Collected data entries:
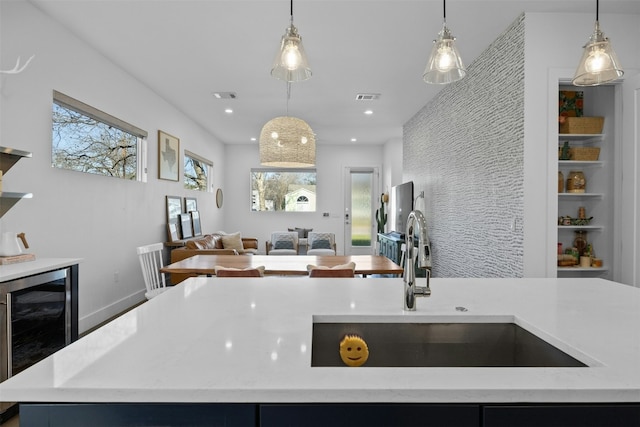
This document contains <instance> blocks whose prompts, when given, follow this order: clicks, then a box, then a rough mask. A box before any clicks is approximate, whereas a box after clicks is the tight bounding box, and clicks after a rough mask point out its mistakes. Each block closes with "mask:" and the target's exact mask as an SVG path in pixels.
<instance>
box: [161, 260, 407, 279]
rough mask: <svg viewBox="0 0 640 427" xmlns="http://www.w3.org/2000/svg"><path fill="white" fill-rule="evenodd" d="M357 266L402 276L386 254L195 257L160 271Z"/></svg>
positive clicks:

* * *

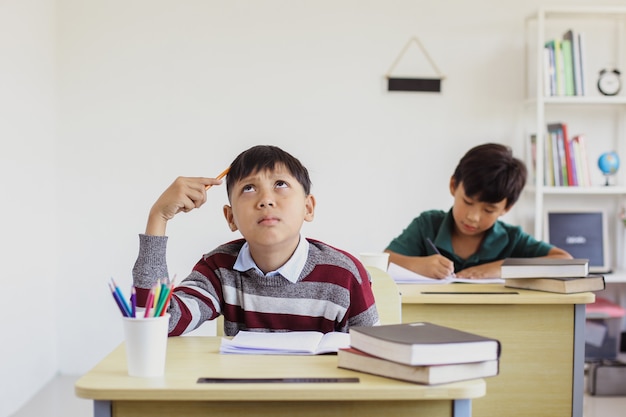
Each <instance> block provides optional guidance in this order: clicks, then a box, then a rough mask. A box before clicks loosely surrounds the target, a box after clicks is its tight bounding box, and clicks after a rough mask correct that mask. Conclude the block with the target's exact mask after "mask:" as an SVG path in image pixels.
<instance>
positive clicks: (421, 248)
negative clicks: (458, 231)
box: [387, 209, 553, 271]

==

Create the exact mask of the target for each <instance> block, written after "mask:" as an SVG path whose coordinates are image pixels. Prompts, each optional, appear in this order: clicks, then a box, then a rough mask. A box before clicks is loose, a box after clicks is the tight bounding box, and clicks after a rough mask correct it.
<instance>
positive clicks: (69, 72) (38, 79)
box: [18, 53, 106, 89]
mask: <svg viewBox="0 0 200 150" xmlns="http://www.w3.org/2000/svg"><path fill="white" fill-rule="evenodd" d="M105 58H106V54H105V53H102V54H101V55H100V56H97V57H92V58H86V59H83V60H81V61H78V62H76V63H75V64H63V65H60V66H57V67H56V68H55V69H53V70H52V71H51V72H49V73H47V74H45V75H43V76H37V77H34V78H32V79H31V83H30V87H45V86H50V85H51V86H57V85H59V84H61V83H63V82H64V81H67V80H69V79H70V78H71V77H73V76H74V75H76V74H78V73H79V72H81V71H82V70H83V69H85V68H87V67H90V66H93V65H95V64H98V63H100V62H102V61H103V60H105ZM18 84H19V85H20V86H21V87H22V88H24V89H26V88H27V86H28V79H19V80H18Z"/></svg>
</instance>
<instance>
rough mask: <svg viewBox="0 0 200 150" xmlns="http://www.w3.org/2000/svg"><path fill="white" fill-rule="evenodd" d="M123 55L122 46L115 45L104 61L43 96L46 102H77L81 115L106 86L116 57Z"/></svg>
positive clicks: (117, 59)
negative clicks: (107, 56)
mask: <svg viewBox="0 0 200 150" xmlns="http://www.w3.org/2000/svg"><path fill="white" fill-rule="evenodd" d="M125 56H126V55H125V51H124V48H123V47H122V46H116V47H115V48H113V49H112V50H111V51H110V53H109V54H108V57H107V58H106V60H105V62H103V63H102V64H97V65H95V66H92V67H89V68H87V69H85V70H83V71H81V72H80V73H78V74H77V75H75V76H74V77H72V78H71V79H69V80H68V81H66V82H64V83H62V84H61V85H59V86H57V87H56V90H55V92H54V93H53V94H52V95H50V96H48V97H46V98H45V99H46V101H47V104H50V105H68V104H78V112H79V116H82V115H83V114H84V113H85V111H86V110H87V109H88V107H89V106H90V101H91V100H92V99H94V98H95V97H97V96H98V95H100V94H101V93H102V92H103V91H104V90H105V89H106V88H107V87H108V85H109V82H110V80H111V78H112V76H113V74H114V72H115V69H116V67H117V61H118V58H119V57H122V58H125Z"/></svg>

▸ DIRECTIONS FOR THIS TASK: Could you repeat exactly the lines above from the line with "positive clicks: (421, 248)" up to and including the line with "box: [387, 209, 553, 271]", and only those?

▸ ANSWER TO THE EXERCISE:
positive clicks: (421, 248)
negative clicks: (458, 231)
box: [387, 209, 553, 271]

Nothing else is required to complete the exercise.